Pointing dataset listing
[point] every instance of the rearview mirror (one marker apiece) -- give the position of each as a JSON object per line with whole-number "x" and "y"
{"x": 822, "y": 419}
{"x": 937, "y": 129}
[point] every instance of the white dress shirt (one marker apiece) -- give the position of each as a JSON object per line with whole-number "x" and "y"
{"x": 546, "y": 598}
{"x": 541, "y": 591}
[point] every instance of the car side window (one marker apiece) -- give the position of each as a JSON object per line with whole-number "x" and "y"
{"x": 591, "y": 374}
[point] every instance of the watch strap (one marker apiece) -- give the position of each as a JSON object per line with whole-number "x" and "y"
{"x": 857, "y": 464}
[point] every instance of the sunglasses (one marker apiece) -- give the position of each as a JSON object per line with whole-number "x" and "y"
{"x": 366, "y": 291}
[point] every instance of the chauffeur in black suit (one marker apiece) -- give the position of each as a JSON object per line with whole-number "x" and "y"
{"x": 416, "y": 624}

* * *

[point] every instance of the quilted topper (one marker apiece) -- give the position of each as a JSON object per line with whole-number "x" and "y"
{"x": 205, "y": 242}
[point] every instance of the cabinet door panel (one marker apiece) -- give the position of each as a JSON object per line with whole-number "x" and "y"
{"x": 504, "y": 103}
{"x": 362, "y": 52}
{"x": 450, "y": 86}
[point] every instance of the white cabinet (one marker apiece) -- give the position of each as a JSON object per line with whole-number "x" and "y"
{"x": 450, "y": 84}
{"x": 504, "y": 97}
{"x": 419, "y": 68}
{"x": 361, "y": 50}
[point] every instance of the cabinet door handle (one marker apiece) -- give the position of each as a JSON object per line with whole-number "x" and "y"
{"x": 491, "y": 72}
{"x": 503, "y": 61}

What is asked:
Please select every line in the listing above that contains the word "door", and copy each one out. Case counts.

Result:
[point] every instance of the cabinet door panel (one marker apiece) -- give the position of each as a JSON object per line with whole-number "x" and "y"
[point] every instance of the cabinet door handle (one marker apiece) -- give the position of each as a JSON object per line with whole-number "x" and "y"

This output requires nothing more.